*** Opening of EXTRACTED TEXT ***
Tew’s sword

July 25, 2019 by Sharon Adams

Seized as a battlefield trophy, then displayed by an Ottawa regiment for a half-century, a U.S. Civil War weapon is returned

As long as there has been war, warriors have taken trophies from vanquished enemies: helmets, caps, badges, guns, knives and—most highly prized—swords.

One such, which found a lengthy but temporary home in Canada, was carried into the U.S. Civil War Battle of Antietam in Maryland on Sept. 17, 1862.

More than 23,000 men were killed, wounded or captured in this bloody battle, including Confederate Colonel Charles Courtenay Tew, shot in the head as he rose to tip his hat when command of a brigade passed to him after a general’s death.

Confederate Colonel Charles Courtenay Tew (above) was killed at the Battle of Antietam in the U.S. Civil War. His sword, with its filigreed guard, and silver cup were taken from his body as war trophies.
The Citadel Archives and Museum

A Union veteran reported in 1874 that he had buried Tew and taken a silver cup, a gift from cadets at the Hillsborough Military Academy, which Tew founded. He returned it to the family. But Tew’s sword, a gift from Arsenal Academy cadets in 1858, had disappeared.

Tew was clutching the sword as he died, said Captain Matthew Manly. “He drew it toward his body with his last remaining strength, and then…he fell forward, dead.”

The weapon was reportedly taken by a Canadian, Capt. John Reid of the 8th Ohio Volunteer Army, a rogue who was cashiered and imprisoned in 1865 for embezzlement. The sword fetched up in an Odd Fellows lodge in Norwalk, Ohio, but was then lost to history for more than a century.

In 2009, 33 Signal Regiment in Ottawa was moving to a new location. A sword and scabbard, on display in the mess hall since 1963, was sent with other artifacts for valuation.

“It turned out to be something of really incredible value,” said Michael Martin, chairman of the 33 Signal Regiment Foundation. Invaluable, in fact. “We decided that the best thing was to return it.” But first, they had to prove its provenance.

Amelia Blythe, the last of the Sautter family of Utica, N.Y., had given the sword to a nephew in Ottawa, who in turn had donated it to the regiment, then named 763 Communications Regiment. But how did Blythe come by it?
*** Close of EXTRACTED TEXT ***
*** Opening of DATA SECTION ***
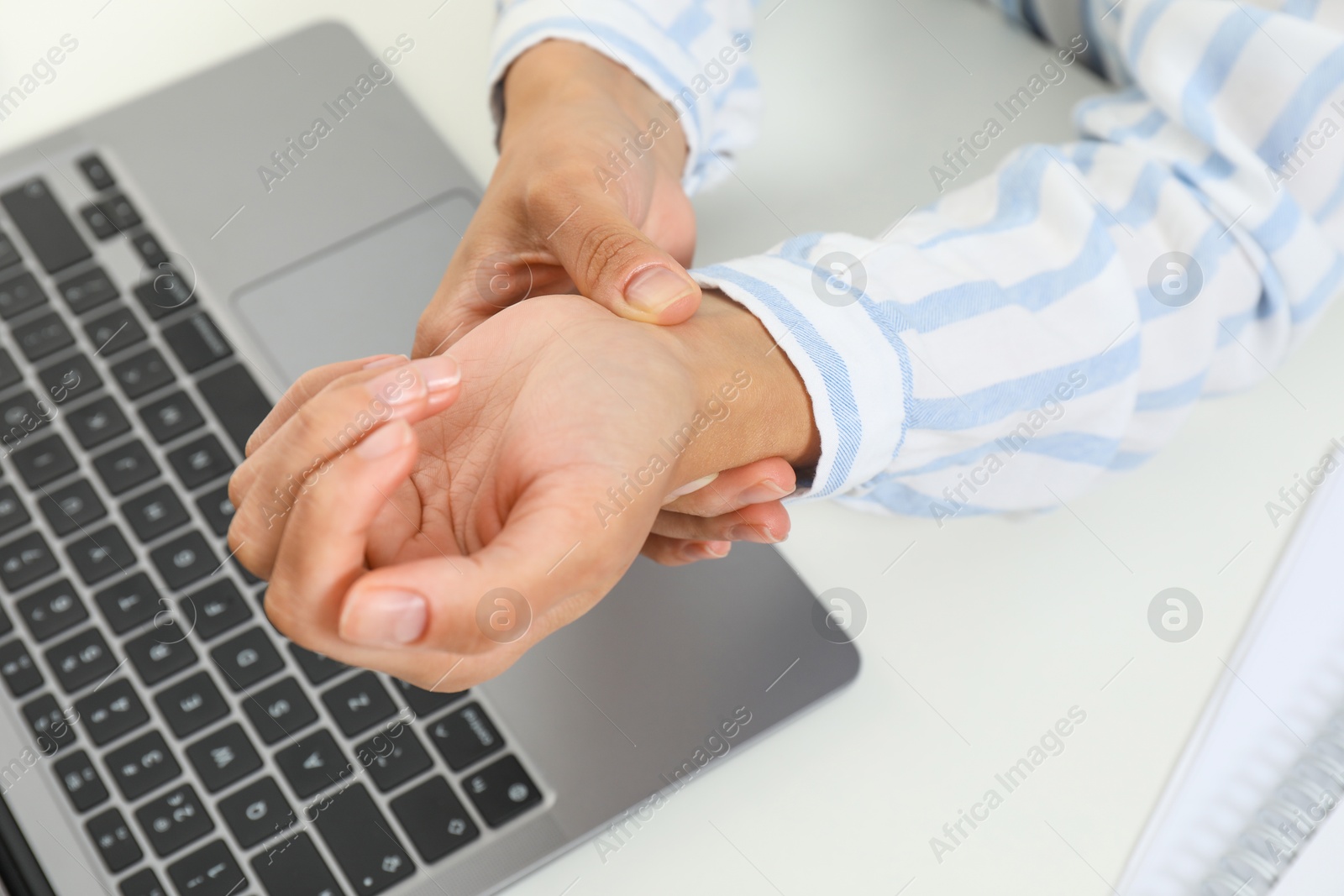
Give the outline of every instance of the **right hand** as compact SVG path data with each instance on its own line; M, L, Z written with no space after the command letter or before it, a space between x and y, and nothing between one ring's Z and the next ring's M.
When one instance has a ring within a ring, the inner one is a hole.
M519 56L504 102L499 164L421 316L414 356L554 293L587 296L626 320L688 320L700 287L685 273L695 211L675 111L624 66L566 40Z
*** Close of DATA SECTION ***
DESCRIPTION OF THE TASK: Write out the part of the article about Tew's sword word for word, starting at "The Citadel Archives" and ending at "than a century.". The data has nothing to do with the article about Tew's sword.

ANSWER FOR THE TASK:
The Citadel Archives and Museum

A Union veteran reported in 1874 that he had buried Tew and taken a silver cup, a gift from cadets at the Hillsborough Military Academy, which Tew founded. He returned it to the family. But Tew’s sword, a gift from Arsenal Academy cadets in 1858, had disappeared.

Tew was clutching the sword as he died, said Captain Matthew Manly. “He drew it toward his body with his last remaining strength, and then…he fell forward, dead.”

The weapon was reportedly taken by a Canadian, Capt. John Reid of the 8th Ohio Volunteer Army, a rogue who was cashiered and imprisoned in 1865 for embezzlement. The sword fetched up in an Odd Fellows lodge in Norwalk, Ohio, but was then lost to history for more than a century.